++++ GIVEN RECORDS ++++
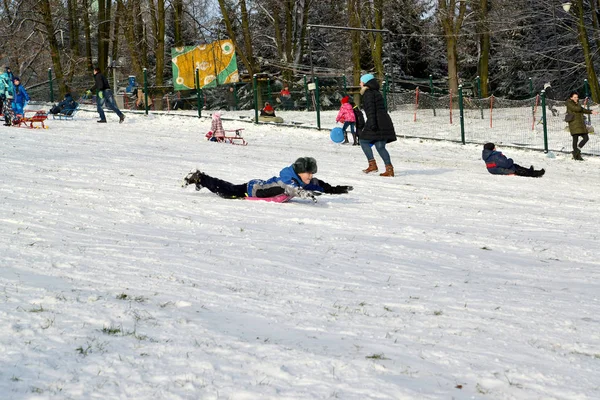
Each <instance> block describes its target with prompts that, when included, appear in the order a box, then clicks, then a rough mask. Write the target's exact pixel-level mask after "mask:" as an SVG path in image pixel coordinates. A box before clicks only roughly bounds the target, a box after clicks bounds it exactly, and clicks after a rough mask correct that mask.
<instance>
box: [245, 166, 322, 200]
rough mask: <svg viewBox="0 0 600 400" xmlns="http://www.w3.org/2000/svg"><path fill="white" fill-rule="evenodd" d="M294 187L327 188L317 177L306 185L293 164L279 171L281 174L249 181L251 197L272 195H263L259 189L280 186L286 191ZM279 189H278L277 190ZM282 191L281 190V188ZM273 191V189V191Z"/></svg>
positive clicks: (310, 181)
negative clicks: (261, 195) (324, 185)
mask: <svg viewBox="0 0 600 400" xmlns="http://www.w3.org/2000/svg"><path fill="white" fill-rule="evenodd" d="M290 187H291V188H294V187H301V188H303V189H306V190H311V191H316V192H324V191H325V190H324V189H323V187H322V186H321V185H320V183H319V180H318V179H317V178H313V179H311V181H310V183H309V184H308V185H306V184H305V183H304V182H302V179H300V177H299V176H298V174H297V173H296V171H294V168H293V167H292V165H290V166H289V167H285V168H284V169H282V170H281V172H279V176H274V177H272V178H270V179H267V180H266V181H263V180H261V179H253V180H251V181H250V182H248V196H249V197H270V196H261V195H259V194H260V193H258V191H268V190H269V189H272V188H280V189H283V192H284V193H285V192H286V189H290ZM276 191H277V190H276ZM279 191H281V190H279ZM271 192H272V191H271Z"/></svg>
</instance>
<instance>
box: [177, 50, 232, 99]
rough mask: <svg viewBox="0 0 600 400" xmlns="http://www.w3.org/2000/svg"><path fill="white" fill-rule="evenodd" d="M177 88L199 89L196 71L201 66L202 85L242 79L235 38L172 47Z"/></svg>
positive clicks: (220, 82)
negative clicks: (205, 42)
mask: <svg viewBox="0 0 600 400" xmlns="http://www.w3.org/2000/svg"><path fill="white" fill-rule="evenodd" d="M171 58H172V60H171V61H172V63H173V87H174V89H175V90H190V89H194V88H195V73H196V72H195V71H196V68H198V73H199V77H200V87H201V88H204V87H214V86H217V85H223V84H226V83H233V82H238V80H239V75H238V70H237V61H236V59H235V47H234V46H233V43H232V42H231V40H219V41H217V42H213V43H209V44H202V45H198V46H184V47H174V48H172V49H171Z"/></svg>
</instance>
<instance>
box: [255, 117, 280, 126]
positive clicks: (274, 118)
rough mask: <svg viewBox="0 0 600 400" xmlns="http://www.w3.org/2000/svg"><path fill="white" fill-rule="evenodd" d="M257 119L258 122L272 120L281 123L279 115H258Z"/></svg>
mask: <svg viewBox="0 0 600 400" xmlns="http://www.w3.org/2000/svg"><path fill="white" fill-rule="evenodd" d="M258 120H259V121H260V122H274V123H276V124H281V123H283V118H281V117H271V116H266V115H261V116H260V117H258Z"/></svg>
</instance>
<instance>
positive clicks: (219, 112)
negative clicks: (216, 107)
mask: <svg viewBox="0 0 600 400" xmlns="http://www.w3.org/2000/svg"><path fill="white" fill-rule="evenodd" d="M210 130H211V132H212V133H213V134H212V137H214V138H215V139H216V140H217V142H219V141H221V140H223V138H224V137H225V129H223V122H221V113H220V112H219V111H215V112H214V113H213V115H212V122H211V125H210Z"/></svg>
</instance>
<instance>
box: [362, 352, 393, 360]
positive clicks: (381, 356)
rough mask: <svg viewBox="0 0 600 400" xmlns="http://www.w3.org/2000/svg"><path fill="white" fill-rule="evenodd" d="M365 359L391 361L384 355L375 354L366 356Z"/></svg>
mask: <svg viewBox="0 0 600 400" xmlns="http://www.w3.org/2000/svg"><path fill="white" fill-rule="evenodd" d="M365 358H368V359H370V360H389V358H387V357H385V356H384V355H383V353H375V354H372V355H370V356H366V357H365Z"/></svg>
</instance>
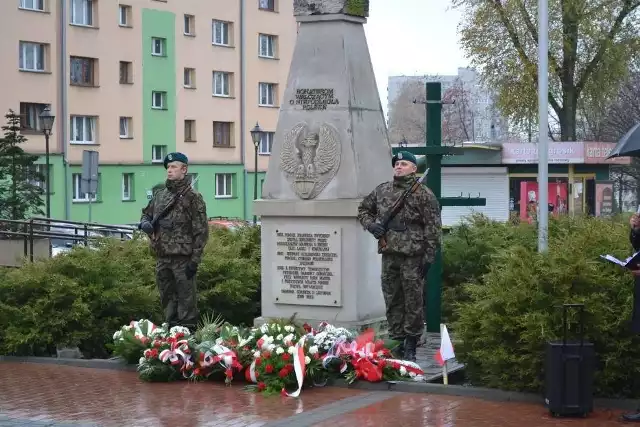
++++
WHAT TO PRODUCE:
Lay out every line of the entries above as a numbered list, skipping blank lines and leaving out the pictures.

EXPECTED ANSWER:
1. Each <instance> block describes its target with prompts that, when included, appear in the order a box, then clicks, then a rough mask. Write the target's exact pixel-level mask after "mask:" as an SVG path in image pixel coordinates. A box before clicks only roughly bounds the target, a box after clicks bounds it exactly, and clicks after a rough mask correct that mask.
2. <instance>
3. box: [245, 166, 322, 200]
4. rough mask: <svg viewBox="0 0 600 400" xmlns="http://www.w3.org/2000/svg"><path fill="white" fill-rule="evenodd" d="M294 187L327 188L317 177L306 185L293 164L279 171L281 174L249 181L251 197L272 195H263L259 189L280 186L286 191ZM279 189H278L277 190ZM282 191L281 190V188ZM273 191V189V191Z"/></svg>
5. positive clicks: (310, 181)
6. negative clicks: (261, 195) (324, 185)
7. mask: <svg viewBox="0 0 600 400" xmlns="http://www.w3.org/2000/svg"><path fill="white" fill-rule="evenodd" d="M290 187H291V188H294V187H301V188H303V189H306V190H311V191H316V192H324V191H325V190H324V189H323V187H322V186H321V185H320V183H319V180H318V179H317V178H313V179H311V181H310V183H309V184H308V185H306V184H305V183H304V182H302V179H300V177H299V176H298V174H297V173H296V171H294V168H293V167H292V165H290V166H289V167H285V168H284V169H282V170H281V172H279V176H274V177H272V178H270V179H267V180H266V181H263V180H261V179H253V180H251V181H250V182H248V196H249V197H270V196H261V195H259V194H260V193H258V191H268V190H269V189H272V188H280V189H283V192H284V193H285V192H286V189H290ZM276 191H277V190H276ZM279 191H281V190H279ZM271 192H272V191H271Z"/></svg>
8. </instance>
9. <instance>
10. box: [177, 50, 232, 99]
11. rough mask: <svg viewBox="0 0 600 400" xmlns="http://www.w3.org/2000/svg"><path fill="white" fill-rule="evenodd" d="M177 88L199 89L196 71L201 66L202 85L242 79L235 38L172 47Z"/></svg>
12. positive clicks: (220, 82)
13. negative clicks: (205, 42)
14. mask: <svg viewBox="0 0 600 400" xmlns="http://www.w3.org/2000/svg"><path fill="white" fill-rule="evenodd" d="M171 58H172V60H171V61H172V63H173V87H174V89H175V90H190V89H194V88H195V73H196V72H195V71H196V68H198V73H199V77H200V87H201V88H204V87H214V86H217V85H223V84H226V83H233V82H238V80H239V75H238V70H237V61H236V59H235V47H234V46H233V43H232V42H231V40H219V41H217V42H213V43H209V44H202V45H198V46H184V47H174V48H172V49H171Z"/></svg>
15. </instance>
16. <instance>
17. box: [255, 117, 280, 126]
18. positive clicks: (274, 118)
19. rough mask: <svg viewBox="0 0 600 400" xmlns="http://www.w3.org/2000/svg"><path fill="white" fill-rule="evenodd" d="M257 119L258 122L272 120L281 123L279 115H258Z"/></svg>
20. mask: <svg viewBox="0 0 600 400" xmlns="http://www.w3.org/2000/svg"><path fill="white" fill-rule="evenodd" d="M258 120H259V121H260V122H274V123H276V124H281V123H283V118H281V117H271V116H266V115H261V116H260V117H258Z"/></svg>
21. </instance>
22. <instance>
23. positive clicks: (219, 112)
24. negative clicks: (216, 107)
25. mask: <svg viewBox="0 0 600 400" xmlns="http://www.w3.org/2000/svg"><path fill="white" fill-rule="evenodd" d="M210 130H211V132H212V133H213V134H212V137H214V138H215V139H216V140H217V142H219V141H221V140H223V138H224V137H225V129H223V122H221V113H220V112H219V111H215V112H214V113H213V115H212V122H211V125H210Z"/></svg>
26. </instance>
27. <instance>
28. box: [362, 352, 393, 360]
29. positive clicks: (381, 356)
30. rough mask: <svg viewBox="0 0 600 400" xmlns="http://www.w3.org/2000/svg"><path fill="white" fill-rule="evenodd" d="M365 359L391 361L384 355L375 354L366 356Z"/></svg>
31. mask: <svg viewBox="0 0 600 400" xmlns="http://www.w3.org/2000/svg"><path fill="white" fill-rule="evenodd" d="M365 358H368V359H370V360H389V358H387V357H385V356H384V355H383V353H375V354H372V355H370V356H366V357H365Z"/></svg>
32. </instance>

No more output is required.